◆ **TEXT PASSAGE**:

Are you unknowingly annoying your class participants? Check the following list that shows the biggest pet peeves group exercise participants have when it comes to their instructors.
1. Running Late... all the time.
Tardiness happens to the best of us, even when we have the best intentions - sometimes it's the perfect storm: you spill your pre-workout supplement on your compression crops, your iTunes playlist is acting weird, and you get caught in traffic. It happens! But, consistently running late to class is a surefire way of ticking off your class participants.
My recommended rule of thumb: arriving 15 minutes early is "on time" and arriving on time is late! Running late sends the message that you think your participants' time is less valuable than yours. Don't do it!
2. Frequent Subs
Don't get me wrong - we all need subs in class from time to time. We have lives! But if you consistently need subs for your once-a-week class more than twice a month, it might be time to reconsider your time slot. Your class participants want to connect with YOU and if you're frequently absent, the connection will be lost.
My recommendation: Keep a running list of your sub dates and look for patterns. If you need subs more than you teach, it might be time to give that class to an instructor who can consistently show up.
3. Not Being Prepared
There's basically nothing more awkward in a group fitness class than when the instructor clearly has not prepared for the class. Whether it's not knowing the choreography well enough, not having practiced a new move, staring at notes and not understanding them, or not realizing a song will definitely not work with the movements, it's just painful for everyone involved if the instructor is not prepared. There's an easy way to avoid this: prepare and practice at home! I get it, life is busy, and your schedule can be hectic, but you have a professional obligation to prepare in advance and bring your A-game every. Single. Time.
My recommendation: Prepare for your classes at least one week in advance, so when life gets in the way, you are still sitting pretty!
4. Getting Way Off of the Beat
There are many times when going off of the beat of the music is appropriate in a group fitness class: Tabatas, HIITs, and circuits to name a few. But if the class is structured to follow the beat of the music, participants can feel very annoyed if the instructor is not quite on the beat. Being able to anticipate what is coming next through the music is one way members feel successful in their workout.
My recommendation: Practice, practice, practice!
5. Screaming into the Microphone
Motivating the crowd is always the name of the game in a group fitness class, but screaming into a microphone is a definite way to cause your participants to cover their ears. If you wear a mic regularly in class, know that, when set to the appropriate volume, the members can hear you.

◆ **WRITTEN EXERCISE 1**:
In the text on instructor pet peeves, how early should an instructor arrive to count as "on time"?

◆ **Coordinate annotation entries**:
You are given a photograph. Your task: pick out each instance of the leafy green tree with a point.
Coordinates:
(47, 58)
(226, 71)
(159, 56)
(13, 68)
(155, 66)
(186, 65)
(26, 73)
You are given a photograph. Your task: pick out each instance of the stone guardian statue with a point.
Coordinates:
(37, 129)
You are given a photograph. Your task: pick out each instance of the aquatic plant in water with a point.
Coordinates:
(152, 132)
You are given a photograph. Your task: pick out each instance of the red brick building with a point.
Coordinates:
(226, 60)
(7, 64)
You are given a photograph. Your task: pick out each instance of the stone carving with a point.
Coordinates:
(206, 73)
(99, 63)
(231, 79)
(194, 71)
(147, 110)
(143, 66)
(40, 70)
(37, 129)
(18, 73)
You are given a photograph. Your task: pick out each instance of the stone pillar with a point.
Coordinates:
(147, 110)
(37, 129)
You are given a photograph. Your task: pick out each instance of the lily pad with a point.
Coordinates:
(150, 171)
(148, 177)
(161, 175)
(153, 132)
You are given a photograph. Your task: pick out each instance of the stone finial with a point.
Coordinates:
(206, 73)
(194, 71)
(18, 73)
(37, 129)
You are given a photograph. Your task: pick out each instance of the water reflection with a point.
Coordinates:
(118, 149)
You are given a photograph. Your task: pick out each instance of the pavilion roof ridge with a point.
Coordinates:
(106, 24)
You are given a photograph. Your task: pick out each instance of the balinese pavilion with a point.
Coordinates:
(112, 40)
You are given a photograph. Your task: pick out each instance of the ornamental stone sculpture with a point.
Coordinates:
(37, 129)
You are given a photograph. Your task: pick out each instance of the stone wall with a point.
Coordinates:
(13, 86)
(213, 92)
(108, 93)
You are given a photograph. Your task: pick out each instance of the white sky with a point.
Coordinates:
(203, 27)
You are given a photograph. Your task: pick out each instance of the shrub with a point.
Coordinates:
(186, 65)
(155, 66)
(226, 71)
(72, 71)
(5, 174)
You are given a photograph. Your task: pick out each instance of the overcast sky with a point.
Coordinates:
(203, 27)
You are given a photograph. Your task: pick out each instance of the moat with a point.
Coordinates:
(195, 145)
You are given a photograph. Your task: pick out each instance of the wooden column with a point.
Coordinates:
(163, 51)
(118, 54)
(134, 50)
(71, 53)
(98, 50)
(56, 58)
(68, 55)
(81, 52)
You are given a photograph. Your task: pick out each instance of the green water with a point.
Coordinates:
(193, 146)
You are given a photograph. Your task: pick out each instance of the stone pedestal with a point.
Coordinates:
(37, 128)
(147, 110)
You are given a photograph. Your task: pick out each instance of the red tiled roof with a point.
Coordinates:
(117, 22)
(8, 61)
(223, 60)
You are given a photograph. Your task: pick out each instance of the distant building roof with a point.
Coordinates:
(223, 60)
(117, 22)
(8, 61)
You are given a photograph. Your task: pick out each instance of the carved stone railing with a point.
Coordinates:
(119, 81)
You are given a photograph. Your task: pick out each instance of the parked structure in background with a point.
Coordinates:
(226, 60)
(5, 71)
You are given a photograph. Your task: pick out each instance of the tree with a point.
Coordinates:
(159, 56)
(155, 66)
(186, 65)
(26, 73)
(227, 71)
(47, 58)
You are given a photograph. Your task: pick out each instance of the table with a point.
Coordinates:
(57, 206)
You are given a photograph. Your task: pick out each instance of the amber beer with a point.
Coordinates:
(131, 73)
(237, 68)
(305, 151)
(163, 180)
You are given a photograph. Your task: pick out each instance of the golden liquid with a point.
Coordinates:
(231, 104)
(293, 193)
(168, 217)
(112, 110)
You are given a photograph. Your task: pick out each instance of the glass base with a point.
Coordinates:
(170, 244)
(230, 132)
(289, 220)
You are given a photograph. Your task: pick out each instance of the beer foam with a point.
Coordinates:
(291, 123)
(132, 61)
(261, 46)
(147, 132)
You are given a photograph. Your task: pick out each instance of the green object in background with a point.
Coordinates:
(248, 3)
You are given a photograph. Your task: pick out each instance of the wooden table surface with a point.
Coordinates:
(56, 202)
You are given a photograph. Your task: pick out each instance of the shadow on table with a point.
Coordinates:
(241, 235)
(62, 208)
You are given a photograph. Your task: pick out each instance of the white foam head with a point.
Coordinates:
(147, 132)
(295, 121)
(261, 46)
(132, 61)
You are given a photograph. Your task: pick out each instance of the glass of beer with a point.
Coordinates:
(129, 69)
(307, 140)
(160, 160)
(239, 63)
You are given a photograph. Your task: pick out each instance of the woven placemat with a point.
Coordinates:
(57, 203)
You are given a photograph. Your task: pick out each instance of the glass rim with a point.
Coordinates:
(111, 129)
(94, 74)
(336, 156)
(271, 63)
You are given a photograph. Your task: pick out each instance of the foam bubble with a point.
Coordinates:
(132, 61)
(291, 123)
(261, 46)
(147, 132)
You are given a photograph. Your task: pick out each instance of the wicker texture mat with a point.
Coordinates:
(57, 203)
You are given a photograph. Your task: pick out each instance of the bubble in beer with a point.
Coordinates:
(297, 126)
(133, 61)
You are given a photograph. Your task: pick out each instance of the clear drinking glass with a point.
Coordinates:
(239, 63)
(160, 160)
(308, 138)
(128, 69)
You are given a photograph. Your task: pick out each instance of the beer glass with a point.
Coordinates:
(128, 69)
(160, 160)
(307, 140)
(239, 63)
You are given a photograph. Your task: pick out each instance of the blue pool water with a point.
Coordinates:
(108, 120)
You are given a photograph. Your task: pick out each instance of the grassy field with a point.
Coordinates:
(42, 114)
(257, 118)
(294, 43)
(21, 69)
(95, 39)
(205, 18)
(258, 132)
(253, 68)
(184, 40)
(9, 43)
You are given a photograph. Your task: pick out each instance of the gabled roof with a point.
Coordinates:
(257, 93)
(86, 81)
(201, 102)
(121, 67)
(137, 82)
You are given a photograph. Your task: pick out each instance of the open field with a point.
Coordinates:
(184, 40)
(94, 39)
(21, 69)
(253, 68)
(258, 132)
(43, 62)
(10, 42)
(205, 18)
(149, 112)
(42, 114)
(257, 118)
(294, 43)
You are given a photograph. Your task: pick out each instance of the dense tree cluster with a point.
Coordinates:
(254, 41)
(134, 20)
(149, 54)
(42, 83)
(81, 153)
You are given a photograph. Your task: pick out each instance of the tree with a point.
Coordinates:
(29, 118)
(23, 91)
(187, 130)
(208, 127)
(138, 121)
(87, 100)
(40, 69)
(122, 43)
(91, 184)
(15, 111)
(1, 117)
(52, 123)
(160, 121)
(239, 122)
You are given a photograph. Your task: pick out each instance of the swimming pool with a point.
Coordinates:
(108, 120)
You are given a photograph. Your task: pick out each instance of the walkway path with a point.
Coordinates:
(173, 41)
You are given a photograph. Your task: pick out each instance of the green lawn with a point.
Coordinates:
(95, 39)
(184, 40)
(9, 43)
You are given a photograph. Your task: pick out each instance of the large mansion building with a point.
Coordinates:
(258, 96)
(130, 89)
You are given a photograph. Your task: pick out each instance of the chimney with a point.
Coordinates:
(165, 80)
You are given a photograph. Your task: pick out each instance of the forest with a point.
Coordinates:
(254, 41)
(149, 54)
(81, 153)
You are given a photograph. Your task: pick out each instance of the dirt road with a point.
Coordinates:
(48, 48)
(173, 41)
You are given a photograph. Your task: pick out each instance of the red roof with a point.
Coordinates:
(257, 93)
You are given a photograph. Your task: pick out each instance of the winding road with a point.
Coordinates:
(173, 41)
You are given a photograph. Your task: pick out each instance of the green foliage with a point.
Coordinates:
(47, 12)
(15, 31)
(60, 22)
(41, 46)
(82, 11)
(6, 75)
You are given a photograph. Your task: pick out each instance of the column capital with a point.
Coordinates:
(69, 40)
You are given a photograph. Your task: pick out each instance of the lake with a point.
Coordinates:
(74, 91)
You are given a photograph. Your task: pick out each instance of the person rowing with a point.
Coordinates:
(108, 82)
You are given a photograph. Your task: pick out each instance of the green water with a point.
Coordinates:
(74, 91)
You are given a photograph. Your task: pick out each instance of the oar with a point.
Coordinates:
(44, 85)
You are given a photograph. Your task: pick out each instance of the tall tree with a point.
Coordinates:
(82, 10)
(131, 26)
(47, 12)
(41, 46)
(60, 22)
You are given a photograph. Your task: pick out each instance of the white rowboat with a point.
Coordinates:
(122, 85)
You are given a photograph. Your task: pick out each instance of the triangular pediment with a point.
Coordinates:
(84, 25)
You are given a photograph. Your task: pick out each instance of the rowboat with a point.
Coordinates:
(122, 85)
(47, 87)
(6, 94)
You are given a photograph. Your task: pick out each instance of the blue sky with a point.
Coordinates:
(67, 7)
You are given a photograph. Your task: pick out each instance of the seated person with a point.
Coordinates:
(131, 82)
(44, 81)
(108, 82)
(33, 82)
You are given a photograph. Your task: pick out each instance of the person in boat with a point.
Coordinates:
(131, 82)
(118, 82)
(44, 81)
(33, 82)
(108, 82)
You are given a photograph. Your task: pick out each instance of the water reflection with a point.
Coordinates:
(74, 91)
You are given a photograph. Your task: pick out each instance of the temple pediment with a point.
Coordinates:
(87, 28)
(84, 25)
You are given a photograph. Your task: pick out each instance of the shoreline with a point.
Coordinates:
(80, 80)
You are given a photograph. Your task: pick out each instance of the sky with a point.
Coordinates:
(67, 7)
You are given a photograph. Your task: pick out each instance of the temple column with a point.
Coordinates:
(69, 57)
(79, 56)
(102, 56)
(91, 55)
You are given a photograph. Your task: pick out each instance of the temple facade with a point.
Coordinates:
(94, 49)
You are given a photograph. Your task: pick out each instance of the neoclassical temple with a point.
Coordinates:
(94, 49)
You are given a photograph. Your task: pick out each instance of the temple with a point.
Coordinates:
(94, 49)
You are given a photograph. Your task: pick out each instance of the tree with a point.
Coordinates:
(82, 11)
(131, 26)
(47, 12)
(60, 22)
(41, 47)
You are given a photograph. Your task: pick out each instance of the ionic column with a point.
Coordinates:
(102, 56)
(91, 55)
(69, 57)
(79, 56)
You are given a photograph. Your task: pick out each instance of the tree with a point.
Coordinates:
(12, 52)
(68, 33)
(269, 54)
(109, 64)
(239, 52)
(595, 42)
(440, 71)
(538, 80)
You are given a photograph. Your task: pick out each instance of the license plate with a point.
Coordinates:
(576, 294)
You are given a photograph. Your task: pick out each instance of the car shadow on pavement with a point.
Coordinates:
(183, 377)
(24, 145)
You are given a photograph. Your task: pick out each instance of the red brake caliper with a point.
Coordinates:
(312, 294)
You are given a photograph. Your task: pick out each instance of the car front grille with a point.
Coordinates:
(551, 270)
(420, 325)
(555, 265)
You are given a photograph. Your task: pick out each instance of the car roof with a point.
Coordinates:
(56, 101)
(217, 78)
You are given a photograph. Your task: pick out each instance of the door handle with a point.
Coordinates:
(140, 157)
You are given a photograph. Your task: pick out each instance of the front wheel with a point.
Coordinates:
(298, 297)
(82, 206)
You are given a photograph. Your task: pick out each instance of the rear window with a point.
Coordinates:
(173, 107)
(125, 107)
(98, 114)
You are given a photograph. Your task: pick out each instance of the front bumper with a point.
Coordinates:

◆ **WRITTEN EXERCISE 2**:
Please select and copy every line of the records that contains the string "beer". Case counts.

◆ **EXERCISE SOLUTION 1**:
15 minutes early.

◆ **EXERCISE SOLUTION 2**:
You are given a photograph. Your task: pick out each instance of the amber beer with a point.
You are given a photograph. Your task: pick out each instance of the beer foam with a point.
You are given a photograph. Your task: pick out each instance of the glass of beer with a point.
You are given a photograph. Your task: pick out each instance of the bubble in beer with a point.
You are given a photograph. Your task: pick out each instance of the beer glass with a point.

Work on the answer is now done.